# taz.de -- Beziehungsfilm aus Korea: Reden, rumstehen, rauchen
       
       > Nie weiß man, was im nächsten Moment geschieht: In „On the Beach at Night
       > Alone“ von Hong Sang-soo gerät die Welt aus den Fugen.
       
 (IMG) Bild: Allein am Strand
       
       Sie will das Leben leben, das ihr gemäß ist, ein Leben, wie sie es sich
       vorstellt. Das wünscht sich Younghee (Kim Min-hee) und sinkt in
       Gebetshaltung auf die Knie vor einer Brücke in einem Hamburger Park. Oder
       jedenfalls erklärt sie das so ihrer älteren Freundin, als die fragt, was
       Younghee mit dem Kniefall bezweckt hat. Sie sitzen da auf einer Bank im
       Park. Das Gespräch kreist um den Mann, den Younghee in Korea verließ, den
       Mann mit dem Kind, der ihr nun nachzureisen angekündigt hat. Es ist Winter.
       Sie liebt ihn noch, sagt sie, aber wenn das Zusammenleben zu hart ist, sagt
       sie auch, dann hat die Partnerschaft keinen Sinn.
       
       Dies geschieht im ersten, kürzeren von zwei Teilen, aus denen Hong
       Sang-soos „On the Beach at Night Alone“ besteht. Viel ist Younghee da in
       Hamburg im Park unterwegs. Ein krebskranker Buchhändler spielt sehr schön
       Klavier. Sie kocht und isst mit Freunden, dann gehen sie am Elbufer
       spazieren, damit endet Teil eins. Genauer gesagt endet er damit, dass ein
       unbekannter Mann sich Younghee über die Schulter gepackt hat und
       davonschleppt. Ganz genau gesagt sieht man das zunächst nicht. Die Freunde
       gehen nach rechts davon, die Kamera schwenkt nach links. Wo Younghee eben
       noch war, ist sie nicht mehr, nur das Ufer der Elbe. Die Kamera schwenkt
       weiter nach links, da wird Younghee verschleppt. Erklärt wird das nicht.
       
       Im zweiten Teil ist Younghee zurück in Korea, nicht in Seoul, wo sie lebt,
       sondern in Gangneung, der Großstadt im Osten am Meer. Sie geht ins Kino,
       man sieht nicht den Film, nur sie, nach dem Abspann, ganz allein im Saal.

Eingabedaten:
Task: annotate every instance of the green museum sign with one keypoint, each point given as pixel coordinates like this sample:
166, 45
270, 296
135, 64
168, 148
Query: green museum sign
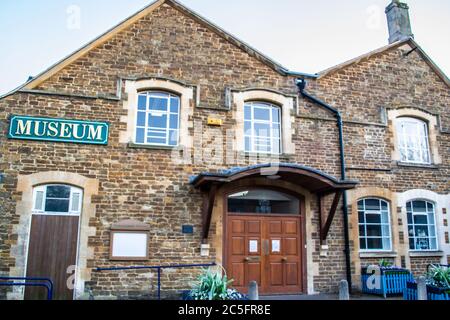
58, 130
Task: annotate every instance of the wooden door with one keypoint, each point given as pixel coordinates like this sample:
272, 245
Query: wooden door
52, 250
266, 249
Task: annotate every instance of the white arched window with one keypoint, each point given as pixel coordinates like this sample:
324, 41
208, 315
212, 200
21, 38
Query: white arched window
158, 119
374, 225
421, 225
262, 127
413, 141
57, 199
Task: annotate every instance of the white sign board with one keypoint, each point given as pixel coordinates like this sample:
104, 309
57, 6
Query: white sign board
276, 246
253, 248
129, 245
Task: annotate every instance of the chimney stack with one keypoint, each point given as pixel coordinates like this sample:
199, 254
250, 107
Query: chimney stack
399, 23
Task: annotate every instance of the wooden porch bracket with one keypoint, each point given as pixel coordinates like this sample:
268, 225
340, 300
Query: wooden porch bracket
325, 221
208, 203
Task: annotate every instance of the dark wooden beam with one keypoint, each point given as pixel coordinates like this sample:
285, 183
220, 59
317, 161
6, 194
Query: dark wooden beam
208, 204
325, 224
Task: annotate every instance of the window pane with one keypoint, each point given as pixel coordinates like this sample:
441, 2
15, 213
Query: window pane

Aufgabenliste:
**A)** Übertrage den Satz „Die Freunde gehen nach rechts davon, die Kamera schwenkt nach links.“ aus der Filmkritik ins Englische.
**B)** Zähle unter den Zeilen oben diejenigen, in denen die Zeichenfolge „white“ vorkommt, und beachte dabei Groß- und Kleinschreibung. Nenne nur die Anzahl.

Lösungen:
**A)** The friends walk off to the right, the camera pans to the left.

**B)** 4